**Prompt:**
Return each of the following records word for word, keeping every line unchanged.

**Records:**
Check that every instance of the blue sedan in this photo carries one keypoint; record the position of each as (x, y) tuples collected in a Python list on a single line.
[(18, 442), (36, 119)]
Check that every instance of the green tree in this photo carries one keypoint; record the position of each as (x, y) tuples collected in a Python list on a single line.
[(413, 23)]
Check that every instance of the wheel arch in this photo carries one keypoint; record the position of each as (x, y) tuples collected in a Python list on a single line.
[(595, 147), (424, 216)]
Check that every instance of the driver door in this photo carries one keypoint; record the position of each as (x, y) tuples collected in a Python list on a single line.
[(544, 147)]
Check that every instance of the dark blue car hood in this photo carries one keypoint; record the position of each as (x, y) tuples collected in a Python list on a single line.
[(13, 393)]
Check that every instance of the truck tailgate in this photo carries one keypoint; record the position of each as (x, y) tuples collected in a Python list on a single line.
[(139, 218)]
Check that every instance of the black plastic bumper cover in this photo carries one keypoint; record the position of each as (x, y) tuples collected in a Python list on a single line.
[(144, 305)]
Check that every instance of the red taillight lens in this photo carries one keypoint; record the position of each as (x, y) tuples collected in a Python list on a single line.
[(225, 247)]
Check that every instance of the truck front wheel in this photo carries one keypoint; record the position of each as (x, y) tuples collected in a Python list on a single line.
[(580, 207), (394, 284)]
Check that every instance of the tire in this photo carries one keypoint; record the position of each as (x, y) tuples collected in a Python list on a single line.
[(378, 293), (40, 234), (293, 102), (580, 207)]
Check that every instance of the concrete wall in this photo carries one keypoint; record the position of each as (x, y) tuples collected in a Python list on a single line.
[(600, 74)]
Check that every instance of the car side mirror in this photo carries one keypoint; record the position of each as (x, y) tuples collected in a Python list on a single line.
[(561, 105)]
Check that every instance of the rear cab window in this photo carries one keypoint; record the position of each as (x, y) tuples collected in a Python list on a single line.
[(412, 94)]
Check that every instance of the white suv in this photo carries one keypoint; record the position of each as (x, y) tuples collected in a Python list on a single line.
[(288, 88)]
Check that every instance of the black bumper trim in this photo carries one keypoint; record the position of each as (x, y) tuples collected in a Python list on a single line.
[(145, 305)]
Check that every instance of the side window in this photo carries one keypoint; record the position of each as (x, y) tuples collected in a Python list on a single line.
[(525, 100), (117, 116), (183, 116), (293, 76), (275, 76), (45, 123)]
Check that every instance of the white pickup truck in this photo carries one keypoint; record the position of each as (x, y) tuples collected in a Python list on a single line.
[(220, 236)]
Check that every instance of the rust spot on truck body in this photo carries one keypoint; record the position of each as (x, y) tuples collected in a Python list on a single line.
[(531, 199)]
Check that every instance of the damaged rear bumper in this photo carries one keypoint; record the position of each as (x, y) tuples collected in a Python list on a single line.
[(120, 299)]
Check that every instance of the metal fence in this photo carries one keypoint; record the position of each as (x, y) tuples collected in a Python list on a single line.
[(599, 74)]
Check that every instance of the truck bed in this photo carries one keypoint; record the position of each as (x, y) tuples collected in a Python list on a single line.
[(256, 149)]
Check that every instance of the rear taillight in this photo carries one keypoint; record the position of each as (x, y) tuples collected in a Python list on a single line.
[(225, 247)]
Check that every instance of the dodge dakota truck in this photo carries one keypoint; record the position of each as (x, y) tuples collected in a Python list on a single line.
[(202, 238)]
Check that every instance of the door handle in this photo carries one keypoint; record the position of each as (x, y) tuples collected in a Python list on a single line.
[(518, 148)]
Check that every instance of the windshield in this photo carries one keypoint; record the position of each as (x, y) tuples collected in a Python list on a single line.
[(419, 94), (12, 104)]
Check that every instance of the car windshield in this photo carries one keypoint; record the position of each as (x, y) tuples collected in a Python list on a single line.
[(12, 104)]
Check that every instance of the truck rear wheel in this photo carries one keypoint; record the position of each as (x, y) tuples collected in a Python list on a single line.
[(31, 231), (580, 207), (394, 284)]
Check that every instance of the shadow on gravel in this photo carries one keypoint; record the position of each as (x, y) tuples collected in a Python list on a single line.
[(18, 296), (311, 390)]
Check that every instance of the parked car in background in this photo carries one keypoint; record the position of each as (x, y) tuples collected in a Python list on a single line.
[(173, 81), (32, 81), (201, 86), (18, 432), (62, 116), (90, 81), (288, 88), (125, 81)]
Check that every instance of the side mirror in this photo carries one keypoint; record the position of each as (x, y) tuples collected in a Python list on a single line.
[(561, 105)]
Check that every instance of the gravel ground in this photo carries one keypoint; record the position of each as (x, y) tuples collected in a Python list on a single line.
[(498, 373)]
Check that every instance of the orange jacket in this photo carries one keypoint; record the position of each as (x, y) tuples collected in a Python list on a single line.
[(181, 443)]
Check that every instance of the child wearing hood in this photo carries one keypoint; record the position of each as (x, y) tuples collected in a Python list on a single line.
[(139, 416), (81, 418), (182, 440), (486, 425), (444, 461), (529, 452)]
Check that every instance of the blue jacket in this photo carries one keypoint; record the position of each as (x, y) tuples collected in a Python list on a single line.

**Output of the task:**
Check that every instance of the blue sedan in this photo carries one keypoint; record the position of each as (x, y) tuples collected in a Python list on a single line.
[(18, 442), (36, 119)]
Check that every instance of the green tree in this photo carries one keypoint; record the position of each as (x, y) tuples collected in a Python list on a single line.
[(413, 23)]
Check that every instance of the wheel arch in this photo carries one keypoint; record the position of each as (x, y) tuples collected in a Python list on a single line.
[(595, 147), (424, 216)]
Check that every instance of the driver door in this photo carries one keypoint; record the position of each as (x, y) tuples collected in a Python list on a single line.
[(544, 147)]
Check that every instance of the dark blue car hood in this photo carries one keypoint; record the position of each as (x, y) tuples collected in a Python list on a single line.
[(13, 393)]
Check that every instance of the truck tailgate in this photo carries one keypoint; record the position of each as (x, y) tuples collected in a Python list on a single line.
[(139, 218)]
Check that every instance of the black plastic bumper cover in this photo carries one keypoint; record the position of each as (x, y) tuples collected in a Python list on a single line.
[(144, 305)]
Check that every instance of the red taillight lens in this photo carries one keypoint; record the position of each as (x, y) tuples collected in a Python list on a single line.
[(225, 247)]
Check that every instance of the truck front wheel in this photo carries one keypoint; record the position of each as (x, y) tuples collected in a Python list on a single line.
[(580, 207), (394, 284)]
Check that every instance of the tire in this photo carries one keypoint; record the position of each as (x, y) tuples collected in a Python list on a single line.
[(378, 293), (40, 234), (293, 102), (580, 207)]
Check that every instance of the concrete wall in this photo carries one keypoint; record the position of each as (x, y) tuples collected in a Python list on a single line.
[(600, 74)]
Check that every instance of the car side mirror in this photo carries one keypoint; record the position of each as (x, y) tuples collected in a Python list on a single line.
[(561, 105)]
Check that every instance of the rear cab window in this photo carries one keypoint; record the position of each as (x, y) tuples collected in a Python list on a single line.
[(412, 94)]
Check that every instance of the white suv in this photo carries one keypoint; record the position of each as (x, y) tuples collected in a Python list on a single line.
[(288, 88)]
Check that every instance of the black bumper trim in this photo carries one keypoint; record the position of each as (x, y) tuples collected in a Python list on a single line.
[(145, 305)]
Check that every instance of the side window in this photo carries one keypoint; record the position of each as (x, y) tuples collected in a Python list on a single line.
[(525, 100), (117, 116), (183, 116), (293, 76), (275, 76), (45, 123)]
Check that every instance of the white pickup truck in this photo carries one keypoint; record the position of each as (x, y) tuples collected in a Python list on a single line.
[(220, 236)]
Check that every instance of the rust spot on truck body in this photo carries one keypoint; record the position of each as (x, y) tuples collected in a Python list on a single line.
[(531, 199)]
Check that every instance of the damaged rear bumper in this photo carries one keypoint; record the position of each as (x, y) tuples collected in a Python list on a single line.
[(120, 299)]
Check that every instance of the metal fence in this photo carries one keypoint; record the position of each as (x, y) tuples collected in a Python list on a single line.
[(599, 74)]
Check that every instance of the truck bed in this photo carries one keypoint; record the position of each as (x, y) tuples collected in a Python list on a single line.
[(256, 149)]
Check that every instance of the rear taillight in this photo carries one keypoint; record the position of each as (x, y) tuples collected in a Python list on a single line.
[(225, 247)]
Check that every instance of the dodge dakota truck in this photo carries one keypoint; record the position of each as (x, y) tuples collected in a Python list on a single line.
[(202, 238)]
Check that every instance of the door handle in this photo carries one keypoint; record the position of each as (x, y) tuples collected in a Python list on a single line.
[(518, 148)]
Check that every instance of the windshield in this photo carries one keypoint; record the position of each as (x, y) tuples collected in a Python list on a single line.
[(419, 94), (12, 104)]
Check that every instance of the car windshield in this photo carries one keypoint; record the position of each as (x, y) tuples collected in a Python list on a single line.
[(12, 104)]
Check that every instance of the truck rear wheel in this photo carries one keypoint; record the position of each as (x, y) tuples collected in a Python list on a single line.
[(31, 231), (580, 207), (394, 284)]
Check that every instance of the shadow on gravel in this photo carries one keypoint; record the position of each as (x, y) tuples collected in a Python list on a single line.
[(18, 296), (311, 390)]
Check that every instance of the parked car in background in this photo carries one keypoint; record the position of each as (x, y) tuples collected in a Python list on a single line.
[(173, 81), (32, 81), (201, 86), (18, 432), (62, 116), (90, 81), (288, 88), (125, 81)]
Check that every instance of the side mirror in this photo carries one keypoint; record the position of each as (x, y) tuples collected in a Python list on a single line.
[(561, 105)]
Check that every instance of the gravel ground in this photo carries one keypoint; record the position of each as (x, y) tuples collected in a Python list on a single line.
[(498, 373)]
Check that every instance of the orange jacket in this photo carries one keypoint; record the position of each as (x, y) tuples collected in a Python list on a single line.
[(181, 443)]
Check that every instance of the child wearing hood in this photo carries one keypoint; record the position of each as (x, y) tuples collected in a Python list on a single line.
[(139, 416), (81, 418), (182, 440), (486, 425), (444, 461), (529, 452)]
Check that every instance of the blue jacket in this photo carries one keypoint; record the position of each as (x, y) tuples collected in a Python list on a single line.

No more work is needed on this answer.